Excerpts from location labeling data
"""

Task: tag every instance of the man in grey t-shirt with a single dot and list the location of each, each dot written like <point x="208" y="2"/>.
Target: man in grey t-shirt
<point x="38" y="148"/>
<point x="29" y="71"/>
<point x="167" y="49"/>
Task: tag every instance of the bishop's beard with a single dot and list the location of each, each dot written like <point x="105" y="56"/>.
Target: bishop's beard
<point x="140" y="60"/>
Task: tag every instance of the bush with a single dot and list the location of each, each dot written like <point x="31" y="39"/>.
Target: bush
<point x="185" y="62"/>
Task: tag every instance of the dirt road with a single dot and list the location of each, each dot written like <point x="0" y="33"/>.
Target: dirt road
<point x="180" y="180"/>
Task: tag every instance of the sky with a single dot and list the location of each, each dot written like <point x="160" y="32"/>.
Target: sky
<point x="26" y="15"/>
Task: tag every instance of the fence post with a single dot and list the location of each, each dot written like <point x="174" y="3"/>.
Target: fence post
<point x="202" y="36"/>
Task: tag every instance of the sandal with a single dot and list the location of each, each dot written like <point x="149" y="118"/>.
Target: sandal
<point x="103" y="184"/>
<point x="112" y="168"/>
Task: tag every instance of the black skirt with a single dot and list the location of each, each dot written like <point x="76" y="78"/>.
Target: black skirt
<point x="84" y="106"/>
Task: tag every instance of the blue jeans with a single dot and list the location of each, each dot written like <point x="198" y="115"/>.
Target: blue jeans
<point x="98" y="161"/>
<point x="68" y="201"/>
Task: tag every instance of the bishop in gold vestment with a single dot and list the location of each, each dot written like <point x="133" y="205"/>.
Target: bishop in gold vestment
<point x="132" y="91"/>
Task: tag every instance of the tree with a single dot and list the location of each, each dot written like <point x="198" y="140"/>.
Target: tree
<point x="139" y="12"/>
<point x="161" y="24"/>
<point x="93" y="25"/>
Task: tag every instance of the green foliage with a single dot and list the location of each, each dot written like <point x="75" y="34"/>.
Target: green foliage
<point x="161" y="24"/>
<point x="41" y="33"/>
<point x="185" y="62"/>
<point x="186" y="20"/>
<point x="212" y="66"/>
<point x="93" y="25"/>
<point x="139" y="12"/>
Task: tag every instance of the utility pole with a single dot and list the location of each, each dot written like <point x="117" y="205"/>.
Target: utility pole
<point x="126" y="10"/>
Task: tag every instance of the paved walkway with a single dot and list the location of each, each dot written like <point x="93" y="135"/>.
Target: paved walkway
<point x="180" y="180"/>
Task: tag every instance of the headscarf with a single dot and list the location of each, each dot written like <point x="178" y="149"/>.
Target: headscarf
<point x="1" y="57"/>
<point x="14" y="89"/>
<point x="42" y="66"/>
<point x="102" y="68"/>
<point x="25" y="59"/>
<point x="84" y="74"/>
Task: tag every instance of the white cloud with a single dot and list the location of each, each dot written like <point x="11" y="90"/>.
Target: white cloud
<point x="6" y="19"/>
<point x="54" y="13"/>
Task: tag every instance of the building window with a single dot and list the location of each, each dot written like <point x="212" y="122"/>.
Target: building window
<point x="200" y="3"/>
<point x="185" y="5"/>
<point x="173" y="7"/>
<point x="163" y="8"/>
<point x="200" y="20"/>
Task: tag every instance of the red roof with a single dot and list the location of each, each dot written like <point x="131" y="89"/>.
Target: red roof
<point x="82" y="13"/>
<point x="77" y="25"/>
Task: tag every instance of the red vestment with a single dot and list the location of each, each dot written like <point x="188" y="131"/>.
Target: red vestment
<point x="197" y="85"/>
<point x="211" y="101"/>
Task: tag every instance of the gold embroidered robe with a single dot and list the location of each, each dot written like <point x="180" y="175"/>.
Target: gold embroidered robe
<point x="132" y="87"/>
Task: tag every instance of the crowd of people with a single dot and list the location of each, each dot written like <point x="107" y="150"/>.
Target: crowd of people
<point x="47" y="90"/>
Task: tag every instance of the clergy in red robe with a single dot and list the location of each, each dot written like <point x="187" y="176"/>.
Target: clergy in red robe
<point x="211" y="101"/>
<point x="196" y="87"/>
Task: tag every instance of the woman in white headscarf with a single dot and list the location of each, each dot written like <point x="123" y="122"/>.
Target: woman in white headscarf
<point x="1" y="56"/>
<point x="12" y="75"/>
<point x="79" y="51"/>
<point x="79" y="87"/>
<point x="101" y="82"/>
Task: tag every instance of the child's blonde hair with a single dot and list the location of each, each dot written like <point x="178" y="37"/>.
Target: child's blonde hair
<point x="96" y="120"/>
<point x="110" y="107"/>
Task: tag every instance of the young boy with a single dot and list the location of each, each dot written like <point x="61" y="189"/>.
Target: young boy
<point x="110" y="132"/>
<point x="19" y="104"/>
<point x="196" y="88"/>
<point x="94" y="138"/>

"""

Problem to solve
Put the part of the records that opens with the line containing "Task: tag every instance of the building" and continues through the end of the records into a numbered list, omitting blank lines. Include both the opening line and the final line, and nothing outside that part.

Answer below
1. Task: tag every instance of the building window with a single dot and list the location of each, each dot written like <point x="212" y="122"/>.
2. Target: building window
3. <point x="200" y="3"/>
4. <point x="185" y="5"/>
5. <point x="173" y="7"/>
6. <point x="163" y="8"/>
7. <point x="200" y="20"/>
8. Task: tag every instance of the red roof with a single dot and list the location of each, each dot written like <point x="131" y="89"/>.
9. Target: red roof
10. <point x="82" y="13"/>
11. <point x="77" y="25"/>
12. Task: tag every instance of the red vestment with a single dot and list the location of each, each dot written like <point x="188" y="131"/>.
13. Target: red vestment
14. <point x="197" y="85"/>
15. <point x="211" y="101"/>
16. Task: tag every instance of the gold embroidered robe with a single dot and list the location of each, each dot written like <point x="180" y="175"/>.
17. Target: gold embroidered robe
18. <point x="132" y="87"/>
19. Task: tag every instance of the crowd of people with a single dot and list the location of each, each dot written like <point x="107" y="150"/>.
20. Target: crowd of people
21. <point x="47" y="90"/>
22. Task: tag every instance of the clergy in red robe with a single dot and list the location of each, each dot written like <point x="187" y="176"/>.
23. Target: clergy in red robe
24. <point x="211" y="101"/>
25. <point x="196" y="87"/>
26. Task: tag every instance of the woman in white headscarf with a single dot and list the location of each, each dot written like <point x="123" y="122"/>.
27. Target: woman in white headscarf
28. <point x="1" y="56"/>
29. <point x="12" y="75"/>
30. <point x="79" y="51"/>
31. <point x="79" y="87"/>
32. <point x="101" y="82"/>
33. Task: tag every instance of the child's blonde hair with a single dot and list the location of each, each dot written like <point x="178" y="37"/>.
34. Target: child's blonde hair
35. <point x="96" y="120"/>
36. <point x="110" y="107"/>
37. Task: tag every instance of the young boy with a single dot and list the location of each, each dot written like <point x="61" y="189"/>.
38. Target: young boy
39. <point x="110" y="132"/>
40. <point x="19" y="104"/>
41. <point x="196" y="88"/>
42. <point x="94" y="138"/>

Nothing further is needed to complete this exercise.